EXERCÍCIO PROPOSTO 1:
Transcreva, sem qualquer alteração, a parte do trecho abaixo sobre Regina Duarte que começa nas palavras "Entre as muitas" e termina após "conservadora e cristã.".

A atriz pode assumir a bagunçada pasta com a missão de
enfrentar os delírios ideológicos dos bolsonaristas e a desconfiança da classe
artística
Ao desembarcar em
Brasília na última quarta-feira, ainda sem confirmar se aceitaria o convite
para assumir a Secretaria Especial da Cultura do governo Bolsonaro, Regina
Duarte tentou escapar do assédio de fãs e jornalistas, saindo discretamente por
uma área de serviço do aeroporto. Lá, dois carros da Presidência da República
aguardavam para levá-la ao Palácio do Planalto. Surpreendida pelos repórteres,
ela foi bombardeada com perguntas, não respondeu a nenhuma, mas foi cordial,
educada e… sorriu — cena rara de ver em Brasília nos últimos tempos. Num
ambiente repleto de figuras carrancudas e muitas vezes grosseiras, a simpatia
da atriz já representa um tremendo diferencial. O cargo, porém, exigirá de
Regina Duarte outros talentos. No papel de secretária de Cultura, ela dividirá
o palco com personagens que, na vida real, acreditam que a Terra é plana, que o
rock é coisa do diabo, que o analfabetismo é culpa de artistas e que a
escravidão no Brasil foi boa para os escravos — e quem discorda dessas sandices
corre o risco de ser considerado inimigo e tachado de esquerdista. Como se não
bastasse, a atriz ainda vai defrontar com as resistências dentro do próprio
governo, a desconfiança de alguns colegas e um processo movido contra ela pela
pasta que vai chefiar. Parece enredo de novela, com aquelas pitadas de drama e
mistério que costumam fazer o sucesso dos bons folhetins.
Entre as muitas
cruzadas do governo de Jair Bolsonaro, poucas são tão intensas e tumultuadas
quanto a deflagrada na área da cultura, em nome da família, dos valores
cristãos e do combate ao “marxismo cultural”. Em 16 de janeiro, o presidente
abriu a sua live semanal com um elogio ao então secretário especial da Cultura,
o diretor teatral Roberto Alvim, que estava sentado a seu lado. “Depois de
décadas, agora sim temos um secretário de Cultura de verdade, que atende ao
interesse da maioria da população brasileira, população conservadora e cristã.

EXERCÍCIO PROPOSTO 2:
Determine quantas linhas das entradas abaixo contêm a palavra "black" e responda apenas com esse número.

ENTRADAS APRESENTADAS:
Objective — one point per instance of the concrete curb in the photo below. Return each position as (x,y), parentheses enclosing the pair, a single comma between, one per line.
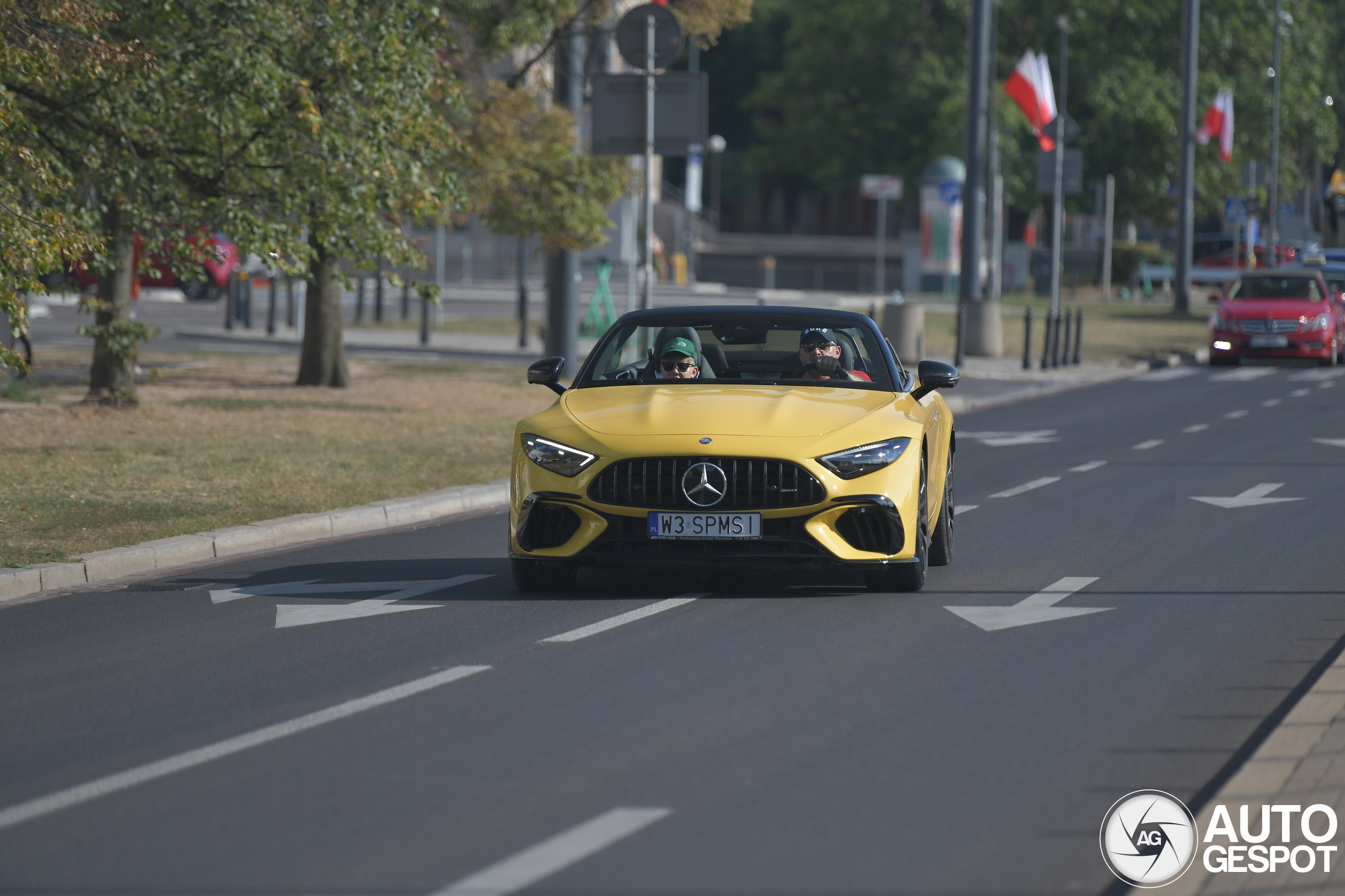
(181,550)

...

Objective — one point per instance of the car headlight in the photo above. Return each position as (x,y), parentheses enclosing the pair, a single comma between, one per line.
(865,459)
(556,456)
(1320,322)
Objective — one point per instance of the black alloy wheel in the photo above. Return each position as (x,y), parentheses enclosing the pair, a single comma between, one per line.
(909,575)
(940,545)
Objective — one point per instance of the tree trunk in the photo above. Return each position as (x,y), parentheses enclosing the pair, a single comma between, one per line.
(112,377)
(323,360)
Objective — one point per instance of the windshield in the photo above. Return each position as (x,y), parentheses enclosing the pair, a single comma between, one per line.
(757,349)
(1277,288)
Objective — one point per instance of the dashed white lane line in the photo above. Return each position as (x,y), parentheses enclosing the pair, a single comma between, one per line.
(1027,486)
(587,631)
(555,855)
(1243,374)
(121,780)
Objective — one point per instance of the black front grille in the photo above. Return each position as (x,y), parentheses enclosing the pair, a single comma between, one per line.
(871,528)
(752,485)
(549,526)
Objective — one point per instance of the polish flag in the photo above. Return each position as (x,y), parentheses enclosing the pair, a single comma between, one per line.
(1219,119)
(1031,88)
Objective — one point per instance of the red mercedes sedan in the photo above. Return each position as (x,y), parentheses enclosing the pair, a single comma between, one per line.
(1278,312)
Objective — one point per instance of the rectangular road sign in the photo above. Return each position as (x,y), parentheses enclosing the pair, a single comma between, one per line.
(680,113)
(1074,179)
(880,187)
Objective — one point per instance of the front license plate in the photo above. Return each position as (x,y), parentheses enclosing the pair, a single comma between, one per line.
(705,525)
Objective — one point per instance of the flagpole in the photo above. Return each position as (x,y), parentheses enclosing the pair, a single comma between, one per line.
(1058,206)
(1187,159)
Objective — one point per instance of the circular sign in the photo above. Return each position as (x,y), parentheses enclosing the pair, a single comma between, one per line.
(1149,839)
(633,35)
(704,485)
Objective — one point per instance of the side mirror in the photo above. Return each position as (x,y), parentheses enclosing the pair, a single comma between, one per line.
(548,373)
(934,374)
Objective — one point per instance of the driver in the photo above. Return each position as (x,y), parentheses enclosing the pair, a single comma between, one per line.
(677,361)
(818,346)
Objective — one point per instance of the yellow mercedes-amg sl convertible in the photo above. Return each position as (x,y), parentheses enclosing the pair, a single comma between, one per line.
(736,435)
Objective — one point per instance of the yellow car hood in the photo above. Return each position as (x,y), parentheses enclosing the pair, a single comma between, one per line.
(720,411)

RESPOSTA CONCLUÍDA 1:
Entre as muitas
cruzadas do governo de Jair Bolsonaro, poucas são tão intensas e tumultuadas
quanto a deflagrada na área da cultura, em nome da família, dos valores
cristãos e do combate ao “marxismo cultural”. Em 16 de janeiro, o presidente
abriu a sua live semanal com um elogio ao então secretário especial da Cultura,
o diretor teatral Roberto Alvim, que estava sentado a seu lado. “Depois de
décadas, agora sim temos um secretário de Cultura de verdade, que atende ao
interesse da maioria da população brasileira, população conservadora e cristã.

RESPOSTA CONCLUÍDA 2:
2